_Stated problem:_ Count the lines in the material below that contain the string "blue", treating uppercase and lowercase letters as different, and reply with that number alone.

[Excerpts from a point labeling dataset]
◇ ◇ ◇

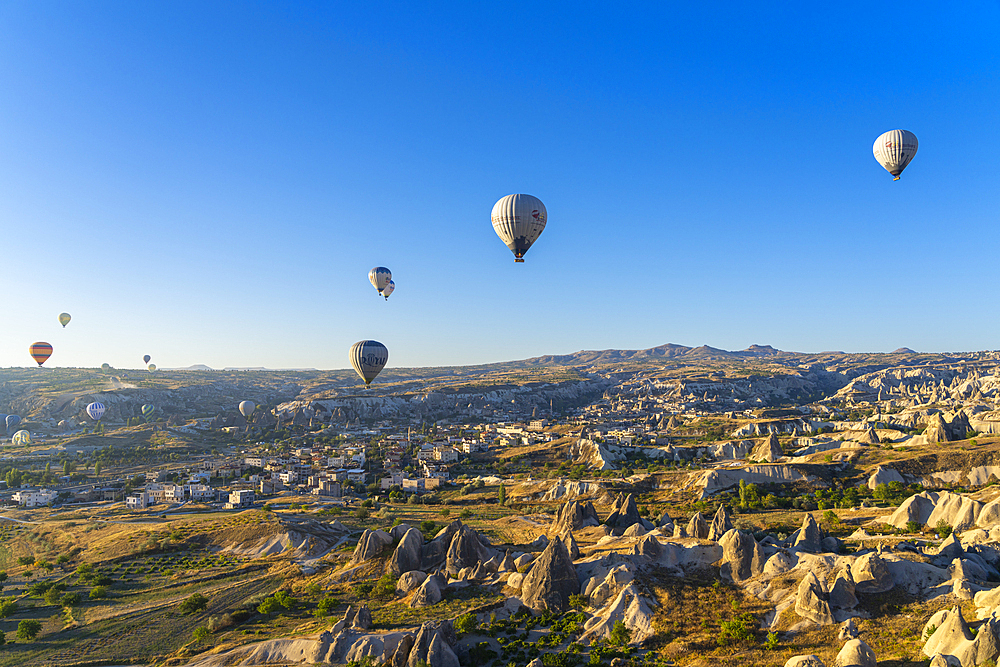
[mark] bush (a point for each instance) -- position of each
(28, 629)
(8, 606)
(193, 604)
(465, 624)
(216, 623)
(325, 607)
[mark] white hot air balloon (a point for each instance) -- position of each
(519, 220)
(368, 358)
(380, 277)
(894, 150)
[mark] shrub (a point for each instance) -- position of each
(326, 607)
(193, 604)
(8, 606)
(465, 624)
(28, 629)
(216, 623)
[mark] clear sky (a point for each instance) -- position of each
(210, 182)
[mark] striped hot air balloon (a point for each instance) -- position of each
(519, 220)
(379, 277)
(894, 150)
(368, 357)
(40, 352)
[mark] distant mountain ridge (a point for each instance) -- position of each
(668, 351)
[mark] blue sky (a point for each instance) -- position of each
(210, 182)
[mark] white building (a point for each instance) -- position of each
(138, 501)
(240, 499)
(35, 498)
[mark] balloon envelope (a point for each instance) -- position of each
(40, 352)
(368, 357)
(379, 277)
(96, 411)
(894, 150)
(519, 220)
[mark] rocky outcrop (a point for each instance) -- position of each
(370, 546)
(465, 550)
(574, 516)
(624, 513)
(697, 527)
(809, 537)
(856, 653)
(768, 451)
(812, 602)
(408, 553)
(722, 523)
(742, 557)
(551, 580)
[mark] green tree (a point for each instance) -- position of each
(28, 629)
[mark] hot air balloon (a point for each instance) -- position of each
(380, 277)
(894, 150)
(40, 352)
(519, 220)
(96, 411)
(368, 358)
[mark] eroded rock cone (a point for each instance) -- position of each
(624, 513)
(698, 527)
(408, 553)
(742, 557)
(810, 536)
(466, 550)
(370, 545)
(769, 450)
(551, 580)
(722, 523)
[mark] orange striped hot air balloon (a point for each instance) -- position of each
(40, 352)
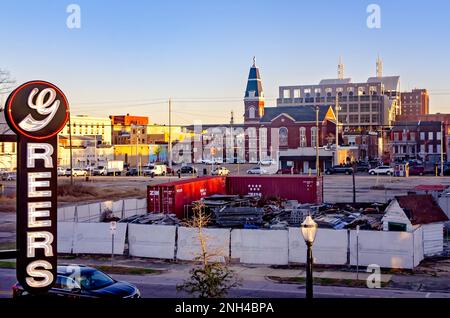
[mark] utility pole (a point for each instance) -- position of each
(337, 129)
(137, 145)
(442, 149)
(169, 147)
(70, 152)
(317, 143)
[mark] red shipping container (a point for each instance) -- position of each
(301, 188)
(172, 197)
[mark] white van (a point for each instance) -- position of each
(155, 170)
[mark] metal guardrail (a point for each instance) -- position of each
(7, 254)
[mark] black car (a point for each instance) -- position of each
(187, 170)
(363, 167)
(79, 281)
(339, 169)
(132, 172)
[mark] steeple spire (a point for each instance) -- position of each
(340, 69)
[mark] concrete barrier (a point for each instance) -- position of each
(330, 247)
(82, 212)
(95, 238)
(66, 214)
(66, 231)
(386, 249)
(130, 207)
(218, 243)
(155, 241)
(260, 246)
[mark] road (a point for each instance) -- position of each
(164, 286)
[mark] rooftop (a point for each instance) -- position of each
(421, 209)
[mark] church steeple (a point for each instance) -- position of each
(254, 95)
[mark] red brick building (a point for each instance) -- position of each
(416, 102)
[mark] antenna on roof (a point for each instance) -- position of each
(340, 69)
(379, 67)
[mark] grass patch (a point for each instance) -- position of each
(5, 264)
(325, 281)
(126, 270)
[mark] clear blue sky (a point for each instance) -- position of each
(134, 51)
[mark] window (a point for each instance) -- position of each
(283, 136)
(354, 109)
(422, 136)
(365, 119)
(251, 112)
(302, 137)
(396, 136)
(354, 119)
(313, 136)
(365, 108)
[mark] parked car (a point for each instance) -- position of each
(99, 171)
(288, 170)
(339, 169)
(382, 170)
(132, 172)
(187, 170)
(257, 170)
(61, 171)
(79, 281)
(417, 170)
(267, 162)
(235, 160)
(155, 170)
(76, 172)
(220, 171)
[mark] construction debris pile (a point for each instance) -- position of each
(152, 218)
(254, 212)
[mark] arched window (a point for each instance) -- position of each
(283, 136)
(251, 112)
(302, 137)
(313, 136)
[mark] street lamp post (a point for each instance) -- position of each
(309, 231)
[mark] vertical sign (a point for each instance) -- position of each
(36, 111)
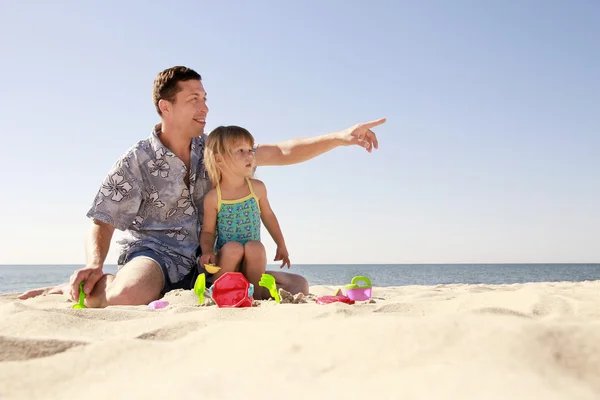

◇ ◇ ◇

_Result for this task:_ 2